Task description =>
Look below. Copy each line that has "bird" in it.

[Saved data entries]
****************
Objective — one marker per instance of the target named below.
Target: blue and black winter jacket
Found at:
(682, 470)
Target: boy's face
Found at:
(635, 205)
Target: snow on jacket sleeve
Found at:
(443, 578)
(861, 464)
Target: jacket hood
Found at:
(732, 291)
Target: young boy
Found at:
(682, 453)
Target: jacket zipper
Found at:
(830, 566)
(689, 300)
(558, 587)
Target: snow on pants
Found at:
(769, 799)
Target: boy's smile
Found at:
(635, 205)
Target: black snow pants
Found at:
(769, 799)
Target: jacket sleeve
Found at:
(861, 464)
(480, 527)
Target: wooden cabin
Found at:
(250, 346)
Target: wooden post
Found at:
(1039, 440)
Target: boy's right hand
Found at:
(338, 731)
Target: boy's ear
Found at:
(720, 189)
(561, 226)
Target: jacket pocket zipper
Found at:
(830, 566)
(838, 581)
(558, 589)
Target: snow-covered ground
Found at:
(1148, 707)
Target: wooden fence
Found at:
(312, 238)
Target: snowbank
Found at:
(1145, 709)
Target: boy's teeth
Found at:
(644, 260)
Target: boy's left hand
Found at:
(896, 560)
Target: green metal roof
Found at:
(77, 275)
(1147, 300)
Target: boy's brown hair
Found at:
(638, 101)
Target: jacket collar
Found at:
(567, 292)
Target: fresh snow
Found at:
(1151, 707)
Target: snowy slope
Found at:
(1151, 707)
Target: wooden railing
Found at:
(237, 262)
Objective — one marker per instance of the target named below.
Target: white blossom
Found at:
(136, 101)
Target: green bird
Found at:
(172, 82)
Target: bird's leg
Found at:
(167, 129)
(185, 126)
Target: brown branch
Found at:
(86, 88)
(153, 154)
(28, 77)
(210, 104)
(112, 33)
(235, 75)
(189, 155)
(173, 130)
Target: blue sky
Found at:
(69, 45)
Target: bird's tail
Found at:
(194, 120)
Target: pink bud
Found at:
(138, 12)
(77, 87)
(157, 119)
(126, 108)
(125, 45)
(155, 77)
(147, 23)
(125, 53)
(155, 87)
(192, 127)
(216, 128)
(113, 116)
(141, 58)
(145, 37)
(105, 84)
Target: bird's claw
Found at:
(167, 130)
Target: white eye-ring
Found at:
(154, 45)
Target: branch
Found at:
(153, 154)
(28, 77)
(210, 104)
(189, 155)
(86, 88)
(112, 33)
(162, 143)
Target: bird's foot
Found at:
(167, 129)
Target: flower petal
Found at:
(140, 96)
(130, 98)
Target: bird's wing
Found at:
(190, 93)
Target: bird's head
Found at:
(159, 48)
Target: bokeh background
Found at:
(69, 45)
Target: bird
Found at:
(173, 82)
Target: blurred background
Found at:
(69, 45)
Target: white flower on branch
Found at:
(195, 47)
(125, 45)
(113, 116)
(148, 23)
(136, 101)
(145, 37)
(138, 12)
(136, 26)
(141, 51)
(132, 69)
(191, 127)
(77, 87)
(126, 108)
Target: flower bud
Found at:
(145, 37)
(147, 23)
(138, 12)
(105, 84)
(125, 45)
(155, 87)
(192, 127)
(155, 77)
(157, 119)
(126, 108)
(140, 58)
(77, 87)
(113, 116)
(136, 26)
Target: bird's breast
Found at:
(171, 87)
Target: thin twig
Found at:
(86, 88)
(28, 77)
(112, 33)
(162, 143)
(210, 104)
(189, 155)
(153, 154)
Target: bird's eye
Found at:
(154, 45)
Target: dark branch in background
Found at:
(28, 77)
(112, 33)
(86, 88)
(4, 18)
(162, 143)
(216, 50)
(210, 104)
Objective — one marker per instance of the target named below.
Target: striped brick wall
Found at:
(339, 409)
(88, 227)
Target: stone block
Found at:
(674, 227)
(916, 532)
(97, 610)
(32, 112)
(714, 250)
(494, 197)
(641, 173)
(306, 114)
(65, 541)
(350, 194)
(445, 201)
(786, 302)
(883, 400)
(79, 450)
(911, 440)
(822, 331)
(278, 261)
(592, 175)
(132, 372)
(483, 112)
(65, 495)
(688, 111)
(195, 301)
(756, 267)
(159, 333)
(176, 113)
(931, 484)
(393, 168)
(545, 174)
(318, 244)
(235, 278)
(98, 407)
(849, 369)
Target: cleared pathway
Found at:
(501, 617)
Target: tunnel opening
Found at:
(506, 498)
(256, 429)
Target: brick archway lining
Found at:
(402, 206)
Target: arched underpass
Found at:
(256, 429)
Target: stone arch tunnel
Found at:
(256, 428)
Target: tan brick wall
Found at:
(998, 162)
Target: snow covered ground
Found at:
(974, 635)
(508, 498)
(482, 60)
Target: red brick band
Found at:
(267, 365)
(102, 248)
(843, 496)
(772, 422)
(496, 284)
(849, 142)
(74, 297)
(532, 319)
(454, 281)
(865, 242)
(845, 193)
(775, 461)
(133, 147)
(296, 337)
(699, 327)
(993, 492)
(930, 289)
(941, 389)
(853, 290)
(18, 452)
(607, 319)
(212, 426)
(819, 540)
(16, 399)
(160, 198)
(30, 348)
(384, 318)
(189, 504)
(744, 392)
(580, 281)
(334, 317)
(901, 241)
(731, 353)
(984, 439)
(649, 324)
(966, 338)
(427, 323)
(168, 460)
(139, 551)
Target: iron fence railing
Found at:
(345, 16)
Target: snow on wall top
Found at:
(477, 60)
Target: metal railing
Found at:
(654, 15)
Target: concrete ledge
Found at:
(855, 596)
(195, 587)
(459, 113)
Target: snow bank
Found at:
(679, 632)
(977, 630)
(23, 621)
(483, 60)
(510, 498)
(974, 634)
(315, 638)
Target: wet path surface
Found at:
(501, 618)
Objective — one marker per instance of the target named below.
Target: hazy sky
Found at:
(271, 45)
****************
Answer to the problem =>
Target: green bird
Target: bird's leg
Target: bird's tail
Target: bird's claw
Target: bird's foot
Target: bird's wing
Target: bird's head
Target: bird
Target: bird's breast
Target: bird's eye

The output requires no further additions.